▶ [What you should do]: Rewrite the lines from the one containing "white column, and" through the last line, changing every "Reviewer note" to "Annotator note" and leaving everything else as it is. Return only those lines.

_ _ _ _ _

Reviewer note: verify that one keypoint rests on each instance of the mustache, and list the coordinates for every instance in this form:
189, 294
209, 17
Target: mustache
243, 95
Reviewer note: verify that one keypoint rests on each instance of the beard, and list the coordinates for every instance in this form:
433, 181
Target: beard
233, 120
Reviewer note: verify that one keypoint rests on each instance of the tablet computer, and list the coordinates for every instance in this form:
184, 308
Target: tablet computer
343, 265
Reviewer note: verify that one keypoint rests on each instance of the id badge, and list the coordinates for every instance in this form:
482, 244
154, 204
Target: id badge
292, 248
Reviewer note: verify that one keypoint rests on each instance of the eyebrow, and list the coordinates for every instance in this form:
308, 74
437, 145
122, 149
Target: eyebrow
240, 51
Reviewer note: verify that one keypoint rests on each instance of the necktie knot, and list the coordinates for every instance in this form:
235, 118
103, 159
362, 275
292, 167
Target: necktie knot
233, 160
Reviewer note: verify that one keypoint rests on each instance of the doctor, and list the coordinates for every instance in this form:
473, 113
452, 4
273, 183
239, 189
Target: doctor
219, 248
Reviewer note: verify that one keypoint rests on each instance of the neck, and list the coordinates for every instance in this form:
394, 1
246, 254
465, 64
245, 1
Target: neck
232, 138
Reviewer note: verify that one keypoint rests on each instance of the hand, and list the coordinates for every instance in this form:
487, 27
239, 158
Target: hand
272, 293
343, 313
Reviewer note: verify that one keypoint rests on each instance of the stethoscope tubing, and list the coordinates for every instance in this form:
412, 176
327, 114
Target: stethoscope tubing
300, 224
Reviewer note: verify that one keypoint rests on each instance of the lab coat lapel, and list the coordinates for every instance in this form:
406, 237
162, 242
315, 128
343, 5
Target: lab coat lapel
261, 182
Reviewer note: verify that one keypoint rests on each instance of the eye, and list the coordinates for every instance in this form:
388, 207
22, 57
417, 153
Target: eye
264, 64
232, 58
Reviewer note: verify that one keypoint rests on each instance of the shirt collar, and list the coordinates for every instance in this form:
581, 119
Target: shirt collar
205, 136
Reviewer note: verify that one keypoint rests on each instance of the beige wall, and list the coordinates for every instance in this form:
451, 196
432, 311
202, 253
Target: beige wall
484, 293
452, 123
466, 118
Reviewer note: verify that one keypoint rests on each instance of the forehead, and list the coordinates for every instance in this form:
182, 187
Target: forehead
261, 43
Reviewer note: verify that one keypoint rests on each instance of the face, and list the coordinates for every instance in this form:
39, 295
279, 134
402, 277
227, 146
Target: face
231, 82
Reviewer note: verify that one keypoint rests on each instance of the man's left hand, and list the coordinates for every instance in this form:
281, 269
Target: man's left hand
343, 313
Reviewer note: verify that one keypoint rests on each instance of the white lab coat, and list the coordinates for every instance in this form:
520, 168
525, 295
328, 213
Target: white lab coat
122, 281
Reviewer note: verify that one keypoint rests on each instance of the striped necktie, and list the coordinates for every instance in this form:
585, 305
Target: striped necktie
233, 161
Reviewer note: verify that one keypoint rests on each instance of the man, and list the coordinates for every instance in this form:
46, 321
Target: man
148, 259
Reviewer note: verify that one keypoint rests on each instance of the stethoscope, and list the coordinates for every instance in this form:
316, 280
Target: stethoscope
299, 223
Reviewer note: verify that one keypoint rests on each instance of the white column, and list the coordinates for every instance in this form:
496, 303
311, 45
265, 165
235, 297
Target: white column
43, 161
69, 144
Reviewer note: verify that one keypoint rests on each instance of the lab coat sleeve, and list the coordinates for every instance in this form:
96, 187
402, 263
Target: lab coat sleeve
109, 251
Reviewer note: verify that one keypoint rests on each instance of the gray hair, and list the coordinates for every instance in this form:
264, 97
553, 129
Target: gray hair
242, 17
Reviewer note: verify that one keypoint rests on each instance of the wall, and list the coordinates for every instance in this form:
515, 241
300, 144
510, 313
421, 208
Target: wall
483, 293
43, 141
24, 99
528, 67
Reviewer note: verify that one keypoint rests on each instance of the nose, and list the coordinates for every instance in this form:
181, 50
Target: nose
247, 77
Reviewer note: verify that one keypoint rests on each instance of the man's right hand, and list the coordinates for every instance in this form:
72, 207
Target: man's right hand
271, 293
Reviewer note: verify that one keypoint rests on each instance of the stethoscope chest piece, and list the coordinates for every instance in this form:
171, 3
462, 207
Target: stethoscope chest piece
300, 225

_ _ _ _ _

▶ [Task result]:
Annotator note: verify that one keypoint rests on each instance of the white column, and list the coordinates for every instance in this form:
496, 303
311, 45
265, 165
235, 297
Target: white column
43, 161
69, 144
Annotator note: verify that one keypoint rests on each instance of the lab coat sleeve, and list the coordinates for every instance in this form:
96, 187
402, 263
Target: lab coat sleeve
109, 251
Annotator note: verify that one keypoint rests on each instance of the gray hair, and list the coordinates for every instance in this form:
264, 97
553, 129
Target: gray hair
242, 17
Annotator note: verify that one keypoint rests on each instance of the wall, and list the coordinates for every instance in this form:
515, 241
300, 144
510, 313
421, 208
Target: wall
483, 293
43, 141
24, 99
528, 67
Annotator note: verify that one keypoint rests on each instance of the nose, and list the coordinates for every instance in this form:
181, 50
Target: nose
247, 77
Annotator note: verify that one keypoint rests on each instance of the man's right hand, and list the coordinates for every instance in this form:
72, 207
Target: man's right hand
271, 293
Annotator note: verify that one keypoint rests on each instance of the stethoscope chest piece, and list the coordinates for every instance in this form:
171, 3
462, 207
Target: stethoscope chest piece
300, 225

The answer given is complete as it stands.